SET PROBLEM: Pull out the lines from the one containing "of the window" through the one containing "Query: window pane", both included, and reproduce them word for word.

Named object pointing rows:
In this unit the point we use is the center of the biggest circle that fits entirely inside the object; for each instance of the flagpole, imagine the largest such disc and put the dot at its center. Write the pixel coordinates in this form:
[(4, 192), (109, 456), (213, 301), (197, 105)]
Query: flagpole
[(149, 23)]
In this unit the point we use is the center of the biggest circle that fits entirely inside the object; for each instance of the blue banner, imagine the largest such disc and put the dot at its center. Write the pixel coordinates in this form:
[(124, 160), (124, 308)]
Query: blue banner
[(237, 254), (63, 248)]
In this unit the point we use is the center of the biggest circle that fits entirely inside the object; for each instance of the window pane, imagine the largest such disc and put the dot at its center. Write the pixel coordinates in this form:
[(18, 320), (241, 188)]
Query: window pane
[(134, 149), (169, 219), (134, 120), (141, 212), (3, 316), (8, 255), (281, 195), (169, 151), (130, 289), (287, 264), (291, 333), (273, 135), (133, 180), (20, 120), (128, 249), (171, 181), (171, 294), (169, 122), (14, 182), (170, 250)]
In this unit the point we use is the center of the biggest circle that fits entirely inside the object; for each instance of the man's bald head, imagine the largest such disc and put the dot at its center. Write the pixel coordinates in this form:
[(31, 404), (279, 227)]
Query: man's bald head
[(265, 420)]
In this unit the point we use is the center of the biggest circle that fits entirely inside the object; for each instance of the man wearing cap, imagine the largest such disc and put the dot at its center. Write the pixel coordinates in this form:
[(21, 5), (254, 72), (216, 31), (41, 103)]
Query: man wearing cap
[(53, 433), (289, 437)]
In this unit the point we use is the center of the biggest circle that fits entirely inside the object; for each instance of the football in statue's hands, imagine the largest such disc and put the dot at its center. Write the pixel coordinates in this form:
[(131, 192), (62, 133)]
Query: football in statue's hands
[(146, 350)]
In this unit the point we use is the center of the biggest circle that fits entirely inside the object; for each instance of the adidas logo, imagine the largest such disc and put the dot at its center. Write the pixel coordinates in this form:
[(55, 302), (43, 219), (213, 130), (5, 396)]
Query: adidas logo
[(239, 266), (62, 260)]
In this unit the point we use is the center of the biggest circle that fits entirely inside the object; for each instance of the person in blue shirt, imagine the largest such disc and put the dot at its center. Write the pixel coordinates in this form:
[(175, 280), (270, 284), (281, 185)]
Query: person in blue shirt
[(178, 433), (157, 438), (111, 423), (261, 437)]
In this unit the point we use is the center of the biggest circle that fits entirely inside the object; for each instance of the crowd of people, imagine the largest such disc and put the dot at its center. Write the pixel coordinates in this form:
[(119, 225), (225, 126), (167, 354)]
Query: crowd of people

FINAL ANSWER:
In this unit the point we use is the center of the biggest circle that fits entirely inside the object; for each instance of the window pane, imagine the largest such disc and put the dot at its center. Write the pixel coordinates in this form:
[(18, 320), (241, 188)]
Query: window pane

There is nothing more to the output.